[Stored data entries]
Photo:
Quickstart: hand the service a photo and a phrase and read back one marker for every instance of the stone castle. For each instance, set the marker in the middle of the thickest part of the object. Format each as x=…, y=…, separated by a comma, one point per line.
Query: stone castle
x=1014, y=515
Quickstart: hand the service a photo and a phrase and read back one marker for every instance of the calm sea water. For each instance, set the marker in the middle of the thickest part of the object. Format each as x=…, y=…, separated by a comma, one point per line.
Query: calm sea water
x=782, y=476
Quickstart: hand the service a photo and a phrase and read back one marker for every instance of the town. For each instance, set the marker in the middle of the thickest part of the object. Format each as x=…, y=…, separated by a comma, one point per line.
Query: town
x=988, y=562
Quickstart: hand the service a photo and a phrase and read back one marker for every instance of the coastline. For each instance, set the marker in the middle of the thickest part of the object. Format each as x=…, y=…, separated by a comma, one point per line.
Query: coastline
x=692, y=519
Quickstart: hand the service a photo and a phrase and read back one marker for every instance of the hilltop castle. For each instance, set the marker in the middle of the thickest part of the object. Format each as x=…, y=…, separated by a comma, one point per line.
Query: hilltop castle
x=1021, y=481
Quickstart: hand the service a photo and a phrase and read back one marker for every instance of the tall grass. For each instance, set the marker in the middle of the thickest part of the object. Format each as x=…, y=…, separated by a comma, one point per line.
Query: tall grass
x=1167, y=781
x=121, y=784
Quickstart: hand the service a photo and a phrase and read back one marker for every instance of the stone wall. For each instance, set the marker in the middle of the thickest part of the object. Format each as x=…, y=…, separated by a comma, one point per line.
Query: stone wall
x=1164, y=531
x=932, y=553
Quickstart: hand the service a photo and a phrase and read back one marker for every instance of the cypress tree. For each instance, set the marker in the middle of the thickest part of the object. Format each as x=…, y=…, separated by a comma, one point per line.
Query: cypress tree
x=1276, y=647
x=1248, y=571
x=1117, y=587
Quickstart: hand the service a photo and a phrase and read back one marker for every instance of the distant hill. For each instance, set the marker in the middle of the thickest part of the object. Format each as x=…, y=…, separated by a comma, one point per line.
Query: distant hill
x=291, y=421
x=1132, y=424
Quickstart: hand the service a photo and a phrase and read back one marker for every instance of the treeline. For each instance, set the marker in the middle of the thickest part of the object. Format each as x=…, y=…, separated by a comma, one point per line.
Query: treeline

_WHAT THIS TASK INVOLVES_. Print each record word for word.

_SOLUTION FOR THIS EXERCISE_.
Photo:
Quickstart: hand the service a photo and a phrase and read back one marker for every instance of the stone castle. For each instance, set the marker in the middle of the thickest part of the object. Format each as x=…, y=…, separated by a comma, one point per line.
Query: stone castle
x=1014, y=515
Quickstart: hand the service a photo and a phrase and read back one marker for every instance of the calm sea water. For each instance, set the marker in the middle of the thickest part of the object. Format each as x=…, y=…, separated by a comma, one point per line.
Query: calm sea water
x=782, y=476
Quickstart: hand the service a photo and a phrase and read back one marker for every instance of the town. For each instance, set the marker in the middle of the thickest part of the object. Format each as x=…, y=…, separated by a comma, one point per line.
Query: town
x=988, y=562
Quickstart: hand the service a photo and a phrase and read back one marker for every instance of the coastline. For each instance, set the marker in the middle of the thickest part of the object. Format each as x=…, y=…, separated by a comma, one point per line.
Query: coastline
x=692, y=519
Quickstart: hand the service a photo and a phrase and read back one marker for every instance of the hilltop castle. For each instance, set the marker in the middle of the thickest part of the object. Format each as x=…, y=…, separated by a comma, one point per line.
Query: hilltop castle
x=1021, y=481
Quickstart: hand the service a photo and a phrase and read back one marker for every instance of the tall grass. For each instance, set the marker in the middle of the thickest part of the object. Format each as x=…, y=…, separated by a comma, one point per line.
Query: tall grass
x=1167, y=781
x=121, y=784
Quickstart: hand the service a photo and a phrase and read back one marker for every instance of the stone wall. For each instance, set the marker in the middle of the thickest part of the object. Format each as x=…, y=…, separated by a comma, one point per line.
Query: stone wall
x=1164, y=531
x=932, y=553
Quickstart: hand the service a photo and a phrase and read back one marker for every instance of the cypress tree. For each instance, set the marker in the middle of the thickest part of the object. Format each as x=…, y=…, separated by a comma, one point per line.
Query: cypress tree
x=1276, y=647
x=1248, y=571
x=1117, y=587
Quickstart: hand the service a photo and a phrase and read back one marker for every instance of the distant hill. For each instance, set the marker in the middle of the thickest part of the object. Format each as x=…, y=…, separated by a comma, one point per line.
Query: distant hill
x=291, y=421
x=1132, y=424
Quickstart: hand the service a photo and a phrase and read back one marker for every instance of the treeline. For each instance, set the marker in the middle of the thickest part of the object. Format each as x=…, y=…, separated by a comma, one point per line.
Query: treeline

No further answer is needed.